══ Dataset excerpts

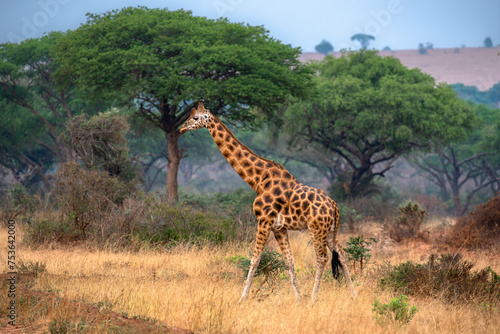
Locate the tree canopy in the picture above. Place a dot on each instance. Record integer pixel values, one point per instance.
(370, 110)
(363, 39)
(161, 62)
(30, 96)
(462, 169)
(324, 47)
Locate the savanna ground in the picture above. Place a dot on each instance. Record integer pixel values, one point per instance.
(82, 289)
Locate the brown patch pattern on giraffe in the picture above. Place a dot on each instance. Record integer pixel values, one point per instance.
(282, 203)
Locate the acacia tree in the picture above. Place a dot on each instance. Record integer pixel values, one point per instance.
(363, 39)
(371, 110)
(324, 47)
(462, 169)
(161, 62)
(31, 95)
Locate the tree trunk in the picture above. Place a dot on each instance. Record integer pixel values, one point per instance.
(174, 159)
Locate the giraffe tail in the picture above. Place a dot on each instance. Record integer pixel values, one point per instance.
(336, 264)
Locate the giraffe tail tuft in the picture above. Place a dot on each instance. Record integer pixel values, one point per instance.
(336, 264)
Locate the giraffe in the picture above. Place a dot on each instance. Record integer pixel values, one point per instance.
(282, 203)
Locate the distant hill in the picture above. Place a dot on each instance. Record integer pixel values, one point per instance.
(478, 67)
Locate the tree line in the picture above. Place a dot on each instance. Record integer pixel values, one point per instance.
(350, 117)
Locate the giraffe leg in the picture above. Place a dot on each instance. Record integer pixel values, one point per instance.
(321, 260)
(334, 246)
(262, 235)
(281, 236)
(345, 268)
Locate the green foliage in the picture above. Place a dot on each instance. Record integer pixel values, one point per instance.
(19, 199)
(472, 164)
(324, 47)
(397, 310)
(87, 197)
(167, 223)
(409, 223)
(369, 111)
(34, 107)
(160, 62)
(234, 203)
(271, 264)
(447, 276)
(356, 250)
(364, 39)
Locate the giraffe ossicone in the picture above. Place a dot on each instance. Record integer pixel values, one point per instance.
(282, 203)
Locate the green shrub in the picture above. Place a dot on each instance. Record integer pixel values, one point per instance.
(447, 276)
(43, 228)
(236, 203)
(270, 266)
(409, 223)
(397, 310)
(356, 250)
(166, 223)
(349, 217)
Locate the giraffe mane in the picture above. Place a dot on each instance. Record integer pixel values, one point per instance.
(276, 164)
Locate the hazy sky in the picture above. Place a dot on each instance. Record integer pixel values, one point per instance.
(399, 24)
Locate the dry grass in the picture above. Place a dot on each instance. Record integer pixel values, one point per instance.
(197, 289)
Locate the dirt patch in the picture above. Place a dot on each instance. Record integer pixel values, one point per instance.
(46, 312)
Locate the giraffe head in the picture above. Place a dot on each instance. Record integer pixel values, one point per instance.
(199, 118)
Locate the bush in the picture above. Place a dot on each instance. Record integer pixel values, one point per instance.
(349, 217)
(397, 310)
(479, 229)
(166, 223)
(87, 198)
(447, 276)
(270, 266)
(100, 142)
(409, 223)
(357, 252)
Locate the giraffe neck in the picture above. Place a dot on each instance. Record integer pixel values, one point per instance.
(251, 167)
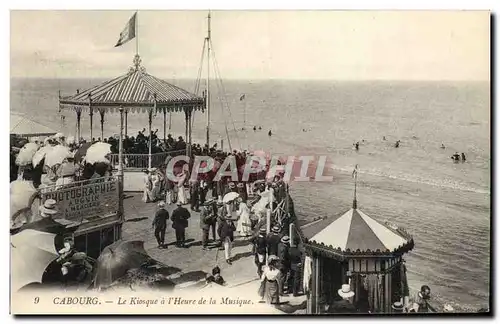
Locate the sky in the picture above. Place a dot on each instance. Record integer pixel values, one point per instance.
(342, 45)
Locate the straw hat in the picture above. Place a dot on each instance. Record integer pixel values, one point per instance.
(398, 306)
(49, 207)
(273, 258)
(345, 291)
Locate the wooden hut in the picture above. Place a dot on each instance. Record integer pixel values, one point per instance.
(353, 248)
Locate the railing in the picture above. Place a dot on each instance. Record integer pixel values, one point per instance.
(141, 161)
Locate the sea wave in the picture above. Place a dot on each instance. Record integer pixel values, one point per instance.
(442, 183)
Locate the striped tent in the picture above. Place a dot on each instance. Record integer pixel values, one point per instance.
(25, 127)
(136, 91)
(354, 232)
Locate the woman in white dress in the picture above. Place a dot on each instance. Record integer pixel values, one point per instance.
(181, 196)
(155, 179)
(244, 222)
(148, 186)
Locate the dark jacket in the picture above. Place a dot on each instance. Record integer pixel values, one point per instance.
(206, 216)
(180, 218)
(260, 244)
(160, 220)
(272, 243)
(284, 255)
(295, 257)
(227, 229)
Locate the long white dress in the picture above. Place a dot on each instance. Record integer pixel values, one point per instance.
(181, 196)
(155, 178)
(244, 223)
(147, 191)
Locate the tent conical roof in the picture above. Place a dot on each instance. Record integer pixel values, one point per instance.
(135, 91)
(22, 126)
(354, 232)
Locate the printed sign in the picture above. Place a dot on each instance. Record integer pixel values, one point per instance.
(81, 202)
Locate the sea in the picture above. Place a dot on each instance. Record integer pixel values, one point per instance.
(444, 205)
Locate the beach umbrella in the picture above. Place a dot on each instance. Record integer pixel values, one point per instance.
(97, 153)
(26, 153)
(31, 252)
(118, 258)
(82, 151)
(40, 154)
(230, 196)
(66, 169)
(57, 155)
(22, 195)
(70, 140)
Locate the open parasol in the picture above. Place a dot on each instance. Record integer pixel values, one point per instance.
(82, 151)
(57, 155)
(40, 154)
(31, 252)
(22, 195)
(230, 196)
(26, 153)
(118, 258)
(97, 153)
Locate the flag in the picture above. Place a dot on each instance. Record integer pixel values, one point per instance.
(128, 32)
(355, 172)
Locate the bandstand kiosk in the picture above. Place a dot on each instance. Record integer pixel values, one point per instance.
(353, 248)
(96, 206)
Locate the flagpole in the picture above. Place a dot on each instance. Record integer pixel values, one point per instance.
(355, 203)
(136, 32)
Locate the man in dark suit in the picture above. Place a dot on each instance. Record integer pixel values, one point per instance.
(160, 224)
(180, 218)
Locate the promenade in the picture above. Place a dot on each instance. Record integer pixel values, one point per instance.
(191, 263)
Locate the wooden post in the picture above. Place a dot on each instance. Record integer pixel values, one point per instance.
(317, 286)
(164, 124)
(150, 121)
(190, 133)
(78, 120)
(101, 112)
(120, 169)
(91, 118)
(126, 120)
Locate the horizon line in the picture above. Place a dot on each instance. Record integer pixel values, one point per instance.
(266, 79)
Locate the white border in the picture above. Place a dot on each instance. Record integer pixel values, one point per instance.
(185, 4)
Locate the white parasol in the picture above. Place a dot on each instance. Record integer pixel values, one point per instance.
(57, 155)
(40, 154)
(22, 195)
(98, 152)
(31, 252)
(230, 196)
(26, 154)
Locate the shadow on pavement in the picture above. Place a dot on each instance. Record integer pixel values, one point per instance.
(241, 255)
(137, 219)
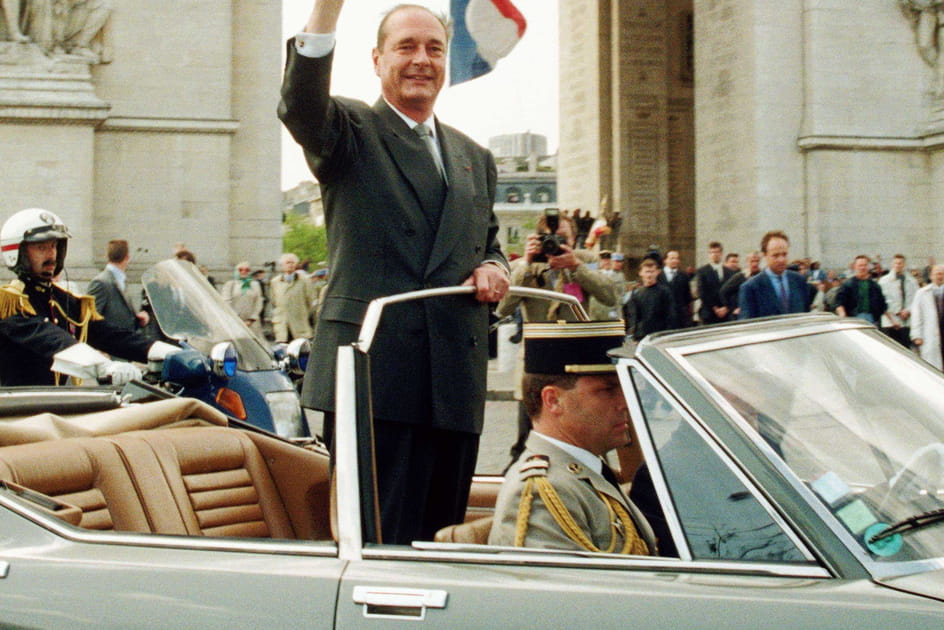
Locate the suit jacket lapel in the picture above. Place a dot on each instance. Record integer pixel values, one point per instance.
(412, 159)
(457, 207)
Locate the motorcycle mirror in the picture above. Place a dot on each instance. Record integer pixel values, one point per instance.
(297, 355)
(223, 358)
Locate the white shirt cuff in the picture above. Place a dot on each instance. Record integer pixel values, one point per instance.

════

### What the task asks:
Each line of the material must be retyped exactly, except that images are omitted.

### Reply to the task:
Locate the tree canopy in the picture above. Place a dot on each instance. Record integer pixel values, one point per instance.
(370, 110)
(363, 39)
(161, 62)
(30, 96)
(462, 169)
(324, 47)
Locate the savanna ground in the picture above. Place a dot on each instance. Record integer pixel values, one point per instance.
(82, 289)
Locate the brown patch pattern on giraffe in the picture above. Place a dot on each instance. Record integer pixel values, one point per instance.
(282, 203)
Locate the acacia tree in the picture above. Place a dot on each instance. Record integer pixel values, one point per instance.
(363, 39)
(371, 110)
(324, 47)
(462, 169)
(161, 62)
(31, 95)
Locate the tree trunk in the picture above. Place a dot on each instance. Record integer pixel values, one point per instance.
(174, 159)
Locate the giraffe tail in the picture above. Place a dot on each instance. Record integer pixel values, one point per instance.
(336, 264)
Locate the giraffe tail tuft in the picture above. Place a dot on each instance. Record integer pixel values, one point per instance.
(336, 264)
Locate the giraffe in the picture above. Place a dot on each instance. Record integer pixel values, one point per instance.
(282, 203)
Locate the distant hill in the picture above. Place a dot on each instance. Record integer pixel values, one point per instance.
(478, 67)
Locate the tree line in the picture above. Place a dot on each instance. Record integer pixel values, one point per instance.
(350, 117)
Locate the giraffe leg in the picture above. Place a dot on each instance. Record integer pixel values, one point per instance.
(321, 260)
(334, 246)
(262, 235)
(281, 236)
(345, 268)
Locate the green foliage in the picture above. Place a dot on each instance. Record integer pixel values, one point per instance.
(19, 199)
(472, 164)
(324, 47)
(397, 310)
(87, 197)
(167, 223)
(409, 223)
(369, 111)
(34, 107)
(160, 62)
(234, 203)
(271, 264)
(447, 276)
(356, 250)
(364, 39)
Locate the giraffe ossicone in the picture above. Place a dot on each instance. Record integer pixel values, one point per instance.
(282, 203)
Locate the green shrub in the picture above. Place a dot on each instance. Record integer pixel values, one point per instance.
(447, 276)
(43, 228)
(236, 203)
(270, 266)
(409, 223)
(397, 310)
(356, 250)
(166, 223)
(349, 217)
Locate the giraffe mane in the picture above. Place a dot on each instance. Record integer pixel values, one point per instance.
(276, 164)
Locate the hazy sky in the picture above. Place a dot on each instance. Record integer pixel values, one point per instance.
(399, 24)
Locate the dry grass in the picture above. Place a dot on each instance. Record integer pixel values, one point per instance.
(197, 289)
Locate the dirt patch in the picture above. Place a dot on each instance. Record integer pixel values, one point per instance.
(46, 312)
Locate the giraffe head in the picture above. Place a dot on each instance. Record integer pixel values, one point per instance.
(199, 118)
Locate the bush in the picture above. Place a dot on each instance. Record integer pixel values, one point per instance.
(349, 217)
(397, 310)
(479, 229)
(166, 223)
(87, 198)
(447, 276)
(270, 266)
(100, 142)
(409, 223)
(357, 252)
Locate the giraffe neck in the picture above. Place a dot on each instance. Record integer pixel values, one point per instance.
(251, 167)
Locate the sky in the picture above. Place a dot on each instance. Record integer pixel values, one point per instance.
(342, 45)
Locate the straw hat in the picture above. Place a dot on each instance. Record integer pixel values, one point per instance.
(398, 306)
(49, 207)
(273, 258)
(345, 291)
Locate the wooden hut in the picture above. Place a dot on each instance. Record integer pixel values, one point per instance.
(353, 248)
Locate the railing in the picture above. Place a dot on each instance. Record integer pixel values, one point per instance.
(141, 161)
Locate the sea wave in the picture above. Place a dot on each instance. Record integer pixel values, one point per instance.
(442, 183)
Locate the striped tent in the picture above. Place a dot on each instance. Record integer pixel values, one point per instance.
(25, 127)
(136, 91)
(354, 232)
Locate the woman in white dress in the picture above. Place a dot on each instance. Record integer pixel values, one point per instance.
(181, 196)
(155, 179)
(244, 222)
(148, 186)
Locate the dark jacket in the picture above. Place a dot on each instance. Record integer pixel values, one point per instance.
(206, 216)
(180, 218)
(260, 244)
(160, 220)
(272, 243)
(284, 255)
(295, 257)
(227, 229)
Locate the long white dress in the picture above. Place a dot on each instance. Record integer pixel values, one point per instance.
(181, 196)
(155, 178)
(244, 223)
(147, 191)
Locate the tent conical roof in the picture above. Place a dot on each instance. Record integer pixel values, one point per instance.
(135, 91)
(22, 126)
(354, 232)
Locate the printed sign in the picture above. Place a dot on each instance. Record integer pixel values, one point per instance.
(81, 202)
Locate the sea in the picture above. Place a dot on each instance. Record integer pixel values, one point per instance.
(444, 205)
Locate the beach umbrella in the picture above. Place a dot on each instance. Record integer pixel values, one point per instance.
(97, 153)
(26, 153)
(31, 252)
(118, 258)
(82, 151)
(40, 154)
(230, 196)
(66, 169)
(57, 155)
(22, 195)
(70, 140)
Locate the open parasol in the picture above. Place a dot on each instance. Record integer pixel values, one point per instance.
(82, 151)
(57, 155)
(40, 154)
(31, 252)
(22, 195)
(230, 196)
(26, 153)
(118, 258)
(97, 153)
Locate the flag in the picture above. Place a dot on each instance. Record integer pixel values, one point per instance.
(128, 32)
(355, 172)
Locate the bandstand kiosk in the picture above. Place a dot on each instance. Record integer pixel values, one point per instance.
(353, 248)
(96, 206)
Locate the flagpole in the picture above. Place a dot on each instance. Record integer pixel values, one point per instance.
(355, 203)
(136, 32)
Locate the man in dark suit in the picture above. Place a dot on each instance. Record integer pixel values, one point per instance.
(160, 224)
(180, 218)
Locate the promenade in the picture above. Place a dot on each instance. Record integer pixel values, one point per instance.
(191, 263)
Locate the wooden post in the picture above. Place a dot on each instance. Record integer pixel values, one point per instance.
(317, 286)
(164, 124)
(150, 121)
(190, 133)
(78, 120)
(101, 112)
(120, 169)
(91, 118)
(126, 120)
Locate the horizon line in the picture above. Place a dot on each instance. Record integer pixel values, one point per instance.
(266, 79)
Locate the white border in the picture above. Place a dot on each instance. Record integer pixel values, one point per instance.
(185, 4)
Locate the white parasol in the picture above. Place a dot on each instance. Record integer pixel values, one point per instance.
(57, 155)
(40, 154)
(22, 195)
(98, 152)
(31, 252)
(230, 196)
(26, 154)
Locate the shadow on pavement in the picture above. Place a dot on each instance. Record integer pixel values, one point per instance.
(241, 255)
(137, 219)
Locate the suit jacket lapel in the picture above. Place a dot on each instance. Record integer pixel values, one point per instance.
(412, 159)
(457, 207)
Locate the motorcycle mirror in the picture above. Place a dot on each instance. Record integer pixel values, one point per instance.
(297, 355)
(223, 358)
Locate the white shirt cuff in the picture above. Place a dot on each instance. Record integer pixel values, one point per instance.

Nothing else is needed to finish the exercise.